> [What this task involves]: Reproduce word for word every line of the records from the one containing "the green bamboo" through the end of the records, that line included.
·····
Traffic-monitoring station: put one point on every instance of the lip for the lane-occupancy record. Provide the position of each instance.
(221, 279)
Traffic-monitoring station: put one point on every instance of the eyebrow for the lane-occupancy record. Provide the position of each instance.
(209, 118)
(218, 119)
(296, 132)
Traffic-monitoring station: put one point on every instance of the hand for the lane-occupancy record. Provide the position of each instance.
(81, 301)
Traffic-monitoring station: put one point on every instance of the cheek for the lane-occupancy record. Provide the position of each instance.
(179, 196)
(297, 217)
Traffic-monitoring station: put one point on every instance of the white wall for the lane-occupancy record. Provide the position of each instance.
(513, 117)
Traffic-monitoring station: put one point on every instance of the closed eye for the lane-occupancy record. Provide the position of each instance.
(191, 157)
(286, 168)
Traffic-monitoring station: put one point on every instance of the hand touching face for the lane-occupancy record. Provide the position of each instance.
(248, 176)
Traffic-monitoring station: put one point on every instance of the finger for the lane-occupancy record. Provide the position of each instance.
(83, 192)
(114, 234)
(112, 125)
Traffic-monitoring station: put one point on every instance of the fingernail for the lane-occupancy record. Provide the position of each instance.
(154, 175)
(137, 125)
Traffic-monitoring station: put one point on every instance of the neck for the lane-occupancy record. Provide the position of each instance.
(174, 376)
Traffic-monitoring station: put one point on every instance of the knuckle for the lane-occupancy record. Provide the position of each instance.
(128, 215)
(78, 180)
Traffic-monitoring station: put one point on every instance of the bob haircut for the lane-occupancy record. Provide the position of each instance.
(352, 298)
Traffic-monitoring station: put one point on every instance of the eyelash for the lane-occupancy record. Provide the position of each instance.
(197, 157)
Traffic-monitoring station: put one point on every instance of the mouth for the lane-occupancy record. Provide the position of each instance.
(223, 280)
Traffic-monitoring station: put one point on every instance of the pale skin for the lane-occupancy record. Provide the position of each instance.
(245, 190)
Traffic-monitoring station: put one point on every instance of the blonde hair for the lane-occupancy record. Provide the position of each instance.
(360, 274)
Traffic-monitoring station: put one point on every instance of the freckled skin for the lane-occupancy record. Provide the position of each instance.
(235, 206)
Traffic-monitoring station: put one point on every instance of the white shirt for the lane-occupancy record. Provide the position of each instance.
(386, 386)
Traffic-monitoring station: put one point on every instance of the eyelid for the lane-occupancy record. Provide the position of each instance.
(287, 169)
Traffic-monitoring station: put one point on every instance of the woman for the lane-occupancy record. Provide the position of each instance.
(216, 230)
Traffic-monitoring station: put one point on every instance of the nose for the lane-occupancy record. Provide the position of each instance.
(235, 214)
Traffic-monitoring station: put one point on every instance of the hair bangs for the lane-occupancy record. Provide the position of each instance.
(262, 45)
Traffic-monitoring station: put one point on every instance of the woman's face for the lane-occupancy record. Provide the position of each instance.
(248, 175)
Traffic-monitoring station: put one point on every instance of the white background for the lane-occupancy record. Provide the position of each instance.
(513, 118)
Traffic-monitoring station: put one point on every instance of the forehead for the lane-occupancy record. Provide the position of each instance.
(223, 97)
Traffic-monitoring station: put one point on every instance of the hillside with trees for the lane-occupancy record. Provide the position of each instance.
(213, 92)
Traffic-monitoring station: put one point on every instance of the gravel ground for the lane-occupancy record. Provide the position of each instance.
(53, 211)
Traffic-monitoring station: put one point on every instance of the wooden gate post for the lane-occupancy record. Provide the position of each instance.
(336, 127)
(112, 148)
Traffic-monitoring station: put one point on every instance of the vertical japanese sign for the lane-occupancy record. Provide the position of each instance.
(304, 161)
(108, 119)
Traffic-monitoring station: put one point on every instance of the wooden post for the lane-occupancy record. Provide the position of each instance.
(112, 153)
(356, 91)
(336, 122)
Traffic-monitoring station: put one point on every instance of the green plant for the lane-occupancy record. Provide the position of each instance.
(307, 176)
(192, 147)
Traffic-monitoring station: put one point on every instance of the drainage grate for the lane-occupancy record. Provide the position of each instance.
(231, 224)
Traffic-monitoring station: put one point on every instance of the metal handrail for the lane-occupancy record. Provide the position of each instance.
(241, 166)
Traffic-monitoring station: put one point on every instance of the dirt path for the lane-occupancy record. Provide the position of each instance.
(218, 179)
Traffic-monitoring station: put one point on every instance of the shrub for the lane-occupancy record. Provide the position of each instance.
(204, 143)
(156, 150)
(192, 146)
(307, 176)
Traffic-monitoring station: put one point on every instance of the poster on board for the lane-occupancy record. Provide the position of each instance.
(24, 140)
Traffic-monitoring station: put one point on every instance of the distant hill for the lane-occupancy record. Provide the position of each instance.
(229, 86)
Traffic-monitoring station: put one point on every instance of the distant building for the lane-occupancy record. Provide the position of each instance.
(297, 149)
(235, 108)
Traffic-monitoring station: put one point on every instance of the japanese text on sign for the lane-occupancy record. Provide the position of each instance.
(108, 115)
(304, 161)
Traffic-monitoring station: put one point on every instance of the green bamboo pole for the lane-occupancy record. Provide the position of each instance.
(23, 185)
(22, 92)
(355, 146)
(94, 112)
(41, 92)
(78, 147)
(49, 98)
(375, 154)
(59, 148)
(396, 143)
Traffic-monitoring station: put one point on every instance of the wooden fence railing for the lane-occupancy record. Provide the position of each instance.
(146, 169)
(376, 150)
·····
> [Answer below]:
Traffic-monitoring station: put one point on every instance of the green bamboo pole for the lane-occupancy record. Provide the position of each instance.
(23, 185)
(22, 92)
(355, 146)
(94, 112)
(41, 92)
(78, 147)
(49, 98)
(375, 154)
(59, 148)
(396, 143)
Traffic-monitoring station: put one point on every instance of the wooden fence railing for the lane-occupancy record. Provide the position of each instance.
(146, 169)
(376, 150)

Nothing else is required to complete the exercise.